**Seçki**
☆ ☆ ☆ ☆ ☆ ☆ ☆

Güçlü sanatsal birikimine rağmen Dêrsim’de kültür ve sanat geçici mekânlara sıkışmış durumda. Kültür ve sanatın ağırlıklı olarak festivallerle sınırlı kaldığı kentte, Dêrsimliler kalıcı, kamusal ve erişilebilir bir kültür ve sanat alanı talep ediyor
Duygu Kıt
Bugüne kadar sayısız sanatçı yetiştirmiş, güçlü bir sözlü tarih ve kültürel mirasa sahip Dêrsim’de tiyatro, konser ve sergi gibi etkinliklerin sürekli ve kamusal olarak yapılabileceği bir kültür ve sanat mekânı bulunmuyor. Bu nedenle kültürel etkinlikler çoğunlukla otel salonları ya da geçici alanlarda düzenlenirken, kültürel üretim hem güvencesizleşiyor hem de ciddi bir mali külfete dönüşüyor. Kültür ve sanat faaliyetlerinin ağırlıklı olarak yaz aylarında festivallerle sınırlı kaldığı kentte, yerleşik ve erişilebilir mekânların yokluğu uzun yıllardır eleştirilirken, Dêrsimliler, kültür ve sanatın kamusal bir hak olmaktan çıkarılarak parası olanın erişebildiği bir alana sıkıştırılmasına tepki gösteriyor.

☆ ☆ ☆ ☆ ☆ ☆ ☆

**Kayıtlı bilgiler**
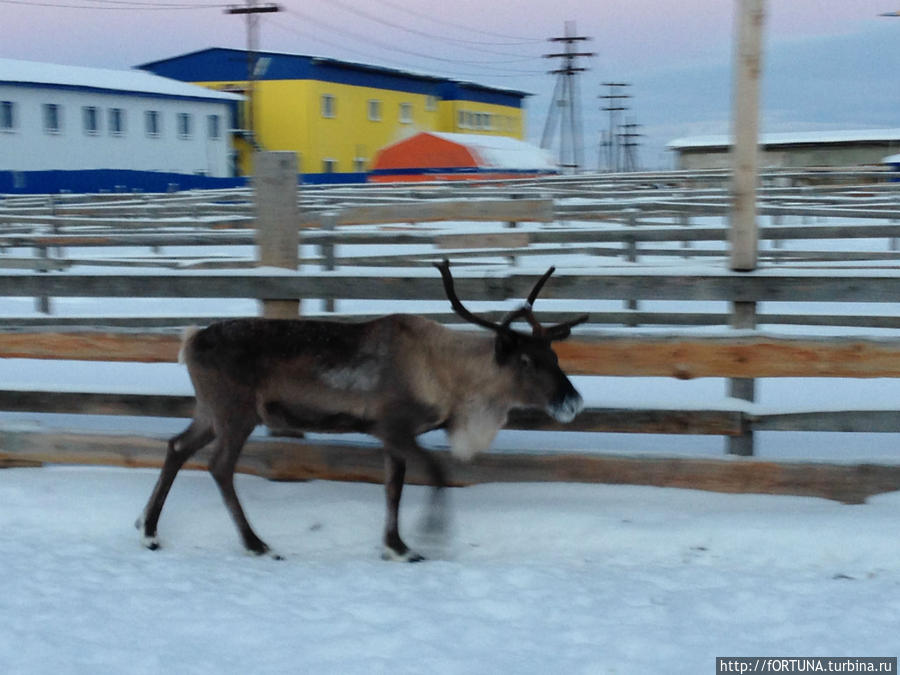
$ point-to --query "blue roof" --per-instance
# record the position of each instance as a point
(218, 64)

☆ ☆ ☆ ☆ ☆ ☆ ☆

**Alıştırma görevleri**
A – Dêrsim'deki kültür ve sanat mekânı yazısına göre şu soruları yanıtlayın.
(i) Kültürel etkinlikler çoğunlukla nerelerde düzenleniyor?
(ii) Kentte kültür ve sanat faaliyetleri hangi aylarda, neyle sınırlı kalıyor?
(iii) Dêrsimliler nasıl bir kültür ve sanat alanı talep ediyor?
B – Dêrsim'deki kültür ve sanat mekânı yazısını kaldığı yerden sürdürün.

**Görev yanıtları**
A –
(i) Otel salonlarında ya da geçici alanlarda.
(ii) Yaz aylarında, festivallerle.
(iii) Kalıcı, kamusal ve erişilebilir bir kültür ve sanat alanı.

B –
‘Dönemsel çözüm olmamalı’

Yenigün Kadın Dayanışma Derneği Başkanı Serpil Argın kentteki kültür sanat faaliyetlerinin ve mekân eksikliğinin organizasyonu için yerel yönetimlere ciddi sorumluluklar düştüğünü belirterek, kültürün üretilmesi kadar aktarılmasının da Dêrsim için önemli olduğunu kaydetti. Serpil Argın şunları söyledi:
“Dêrsim önemli kültürel miraslara sahip bir kent, ciddi bir birikimi var ancak kültürel birikimi aktarmak için gerekli araçlardan da bir o kadar yoksun. Kentimizde tiyatro ve sinema yok. Bu anlamda kullanılan mekânlar yetersiz. Kültürün aktarılacağı mekânların yapımından, bunu icra edenlerin desteklenmesine kadar birbirini besleyen bir süreç sorunun kendisi. Sanat üreticilerinin ise bu kentte daha çok çalışmalar planlaması iyi olur. Örneğin Pîlemûriye(Pülümür)’de düzenlenen Müzik Köyü gibi etkinlikler bence çok anlamlı, bu tarz çalışmaların desteklenmesi ve artması gerekiyor. Sadece dönemsel zamanlarda düzenlenen konser ya da söyleyişiyle bunu çözemeyiz. Bu planlı, programlı ve istikrar gerektiren bir süreç olarak kavranıldığı oranda eksiklikler giderilecektir.”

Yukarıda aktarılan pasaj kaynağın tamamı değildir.